新年、明けましておめでとうございます。本年もよろしくお願い致します。

皆さんはどんなお正月を過ごしただろうか。私はというと、昨年末に次女が誕生し、慌ただしくも、にぎやかなお正月となった。

そこで今年最初のコラムは、私の出産記をお届けしようと思う。


昨年末に次女が誕生しました
昨年末に次女が誕生しました

長女を出産してから3年が過ぎたころ、ありがたい事に第2子を授かった。コロナ禍ということもあり、安定期を過ぎても気の抜けない日々が続いた。いろいろ神経質になることもあったが、体調を崩すこともなく、元気に臨月を迎えることができた。

出産前日。陣痛のような軽い痛みがあり「そろそろかな」と思いながら過ごしていた。朝方に痛みが増し病院へ行くと、そのまま出産準備に入った。
******
作業内容:
上の抜粋から、「そこで今年最初のコラムは、私の出産記をお届けしようと思う。」で始まり「病院へ行くと、そのまま出産準備に入った。」で終わる部分を、最後の「病院へ行くと、そのまま出産準備に入った。」まで含めて一字も変えずに抜き出してください。
******
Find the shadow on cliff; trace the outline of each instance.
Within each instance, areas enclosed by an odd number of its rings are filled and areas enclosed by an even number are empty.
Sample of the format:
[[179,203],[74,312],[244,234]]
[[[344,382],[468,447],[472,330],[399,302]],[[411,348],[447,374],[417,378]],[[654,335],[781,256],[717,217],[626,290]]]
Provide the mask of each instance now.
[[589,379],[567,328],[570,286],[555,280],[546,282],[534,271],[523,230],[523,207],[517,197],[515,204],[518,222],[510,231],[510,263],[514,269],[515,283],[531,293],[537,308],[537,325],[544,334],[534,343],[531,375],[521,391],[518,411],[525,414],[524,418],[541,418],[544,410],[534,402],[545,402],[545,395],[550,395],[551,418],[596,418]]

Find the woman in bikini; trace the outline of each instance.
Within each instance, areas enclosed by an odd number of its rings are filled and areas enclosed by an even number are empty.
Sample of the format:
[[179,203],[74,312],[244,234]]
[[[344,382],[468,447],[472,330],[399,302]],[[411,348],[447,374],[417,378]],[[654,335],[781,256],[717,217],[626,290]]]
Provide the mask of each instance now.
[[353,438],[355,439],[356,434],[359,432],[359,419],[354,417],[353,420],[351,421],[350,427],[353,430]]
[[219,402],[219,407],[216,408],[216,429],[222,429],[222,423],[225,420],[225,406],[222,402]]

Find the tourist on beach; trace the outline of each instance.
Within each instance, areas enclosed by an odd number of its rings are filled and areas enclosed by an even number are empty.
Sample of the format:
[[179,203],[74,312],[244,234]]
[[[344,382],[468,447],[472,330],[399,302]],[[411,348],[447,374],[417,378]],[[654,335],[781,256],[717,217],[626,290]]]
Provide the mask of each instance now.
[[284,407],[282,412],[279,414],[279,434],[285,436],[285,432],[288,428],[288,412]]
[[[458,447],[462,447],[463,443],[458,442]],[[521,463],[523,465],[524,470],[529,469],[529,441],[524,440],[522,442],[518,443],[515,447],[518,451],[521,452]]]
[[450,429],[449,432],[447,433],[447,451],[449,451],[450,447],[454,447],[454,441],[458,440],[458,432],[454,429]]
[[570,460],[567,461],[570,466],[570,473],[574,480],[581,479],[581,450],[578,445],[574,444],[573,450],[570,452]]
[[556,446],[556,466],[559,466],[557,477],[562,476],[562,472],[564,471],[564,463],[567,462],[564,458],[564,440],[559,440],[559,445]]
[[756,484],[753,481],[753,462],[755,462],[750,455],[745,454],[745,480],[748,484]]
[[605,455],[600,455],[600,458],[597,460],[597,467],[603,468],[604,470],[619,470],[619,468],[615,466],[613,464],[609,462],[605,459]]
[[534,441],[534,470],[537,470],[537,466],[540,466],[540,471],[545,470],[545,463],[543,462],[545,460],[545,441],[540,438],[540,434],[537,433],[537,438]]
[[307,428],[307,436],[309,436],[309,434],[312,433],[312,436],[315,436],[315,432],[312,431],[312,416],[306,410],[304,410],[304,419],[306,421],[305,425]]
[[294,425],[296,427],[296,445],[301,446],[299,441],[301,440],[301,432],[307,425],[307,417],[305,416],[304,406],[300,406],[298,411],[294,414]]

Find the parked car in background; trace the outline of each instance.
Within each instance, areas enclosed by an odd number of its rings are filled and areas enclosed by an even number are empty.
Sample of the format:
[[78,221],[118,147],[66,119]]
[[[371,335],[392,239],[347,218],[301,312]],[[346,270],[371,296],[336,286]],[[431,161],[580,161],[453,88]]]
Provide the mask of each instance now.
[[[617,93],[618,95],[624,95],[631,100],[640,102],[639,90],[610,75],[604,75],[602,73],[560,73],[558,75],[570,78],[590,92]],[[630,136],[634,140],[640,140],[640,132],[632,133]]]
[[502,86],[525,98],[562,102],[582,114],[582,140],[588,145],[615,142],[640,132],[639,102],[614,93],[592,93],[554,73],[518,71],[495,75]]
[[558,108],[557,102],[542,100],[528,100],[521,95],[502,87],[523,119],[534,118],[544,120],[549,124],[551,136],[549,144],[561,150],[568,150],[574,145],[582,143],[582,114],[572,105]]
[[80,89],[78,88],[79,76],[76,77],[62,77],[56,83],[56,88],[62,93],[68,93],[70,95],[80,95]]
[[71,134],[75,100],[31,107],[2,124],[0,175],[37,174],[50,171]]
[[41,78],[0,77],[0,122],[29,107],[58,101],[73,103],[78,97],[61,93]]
******
解答:
そこで今年最初のコラムは、私の出産記をお届けしようと思う。


昨年末に次女が誕生しました
昨年末に次女が誕生しました

長女を出産してから3年が過ぎたころ、ありがたい事に第2子を授かった。コロナ禍ということもあり、安定期を過ぎても気の抜けない日々が続いた。いろいろ神経質になることもあったが、体調を崩すこともなく、元気に臨月を迎えることができた。

出産前日。陣痛のような軽い痛みがあり「そろそろかな」と思いながら過ごしていた。朝方に痛みが増し病院へ行くと、そのまま出産準備に入った。